## TASK REQUIREMENTS
Quote the passage on the Pittsburgh Institute for Neurodegenerative Diseases word for word, starting with "The Pittsburgh Institute for Neurodegenerative Diseases is" and going on through "University of Pittsburgh.".

## PASSAGE SHOWN
The Pittsburgh Institute for Neurodegenerative Diseases takes an integrated, multidisciplinary approach to the study of neurodegenerative diseases and their mechanisms. Diseases that are studied include Parkinson’s disease, Amyotrophic Lateral Sclerosis (ALS), Huntington’s Disease, Stroke and Alzheimer’s Disease.
The vision behind the creation of PIND is because of the following statistic – it is estimated that approximately one in four Americans will suffer from a neurodegenerative disease and virtually every person will, at some point, have a family member with one of these diseases. However, the underlying mechanisms of neurodegeneration and how it leads to disease are not well understood. Because the complexity of these diseases makes it impossible for any single scientist to find the cause or cure, it was decided that a collaborative and integrated approach involving interactive groups of clinicians and scientists would be the best way to make headway toward cures. By virtue of philosophy and architecture, the Pittsburgh Institute of Neurodegenerative Diseases is a center where there are no walls between individual scientists and no barriers between basic scientific inquiry and translation of the latest findings into new treatments.
The mission of this center is to transform cutting-edge science into novel therapies and diagnostics that directly benefit individuals affected by neurodegenerative diseases. PIND’s research portfolio spans from laboratory studies of molecular and cellular mechanisms all the way to clinical trials, including gene therapy in people with Parkinson’s disease. This mission is bolstered by the integrations of clinical programs in the department of neurology, including the Alzheimer’s Disease Research Center, the Comprehensive Movement Disorders Clinic and the Muscular Dystrophy Association ALS Center. Because of this collaboration, PIND is actively engaged in clinical research, coordinating or participating in therapeutic trials in Parkinson’s disease, Alzheimer’s disease, Huntington’s disease, stroke, multiple sclerosis and ALS.
The Pittsburgh Institute for Neurodegenerative Diseases is known as a “Center Without Walls” which means it exists in an open floor plan laboratory space in order to facilitate collaboration between scientists of multiple disciplines. This technique allows a free flow of ideas between researchers. PIND is located on the seventh floor of Biomedical Science Tower 3 at the University of Pittsburgh.
PIND was established with generous one-time gifts from the Scaife Family Foundation, the DSF Charitable Foundation and UPMC. It brings together scientists from departments within the University of Pittsburgh School of Medicine, including Neurology, Neurobiology, Pharmacology, Pathology and Structural Biology.
J. Timothy Greenamyre, MD, PhD, Love Family Professor of Neurology, is the Director of the Pittsburgh Institute of Neurodegenerative Diseases.

## RECORD EXCERPTS
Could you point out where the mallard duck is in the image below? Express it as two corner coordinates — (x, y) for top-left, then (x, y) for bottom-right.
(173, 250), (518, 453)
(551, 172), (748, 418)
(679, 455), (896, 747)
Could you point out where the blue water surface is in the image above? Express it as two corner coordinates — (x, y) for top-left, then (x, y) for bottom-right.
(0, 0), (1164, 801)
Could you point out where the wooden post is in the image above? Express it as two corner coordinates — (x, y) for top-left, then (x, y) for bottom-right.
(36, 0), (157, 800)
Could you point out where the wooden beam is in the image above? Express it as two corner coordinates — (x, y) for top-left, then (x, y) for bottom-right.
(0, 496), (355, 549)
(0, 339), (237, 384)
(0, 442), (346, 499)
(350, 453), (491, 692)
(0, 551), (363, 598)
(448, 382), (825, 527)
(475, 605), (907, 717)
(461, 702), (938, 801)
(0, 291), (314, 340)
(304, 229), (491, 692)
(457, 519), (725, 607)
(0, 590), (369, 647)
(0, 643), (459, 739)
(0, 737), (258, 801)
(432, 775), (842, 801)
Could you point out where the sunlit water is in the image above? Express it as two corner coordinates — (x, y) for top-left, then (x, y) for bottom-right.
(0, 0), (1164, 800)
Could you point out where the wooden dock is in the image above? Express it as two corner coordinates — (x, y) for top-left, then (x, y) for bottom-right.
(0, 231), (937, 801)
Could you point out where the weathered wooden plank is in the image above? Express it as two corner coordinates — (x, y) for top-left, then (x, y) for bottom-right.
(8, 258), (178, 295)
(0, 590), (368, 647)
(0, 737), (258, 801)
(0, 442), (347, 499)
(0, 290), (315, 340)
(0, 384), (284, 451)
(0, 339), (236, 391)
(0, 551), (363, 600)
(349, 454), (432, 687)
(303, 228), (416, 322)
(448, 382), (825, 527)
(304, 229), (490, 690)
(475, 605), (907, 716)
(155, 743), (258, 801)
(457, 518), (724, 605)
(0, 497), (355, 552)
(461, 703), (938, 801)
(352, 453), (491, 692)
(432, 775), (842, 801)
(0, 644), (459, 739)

## ANSWER SPACE
The Pittsburgh Institute for Neurodegenerative Diseases is known as a “Center Without Walls” which means it exists in an open floor plan laboratory space in order to facilitate collaboration between scientists of multiple disciplines. This technique allows a free flow of ideas between researchers. PIND is located on the seventh floor of Biomedical Science Tower 3 at the University of Pittsburgh.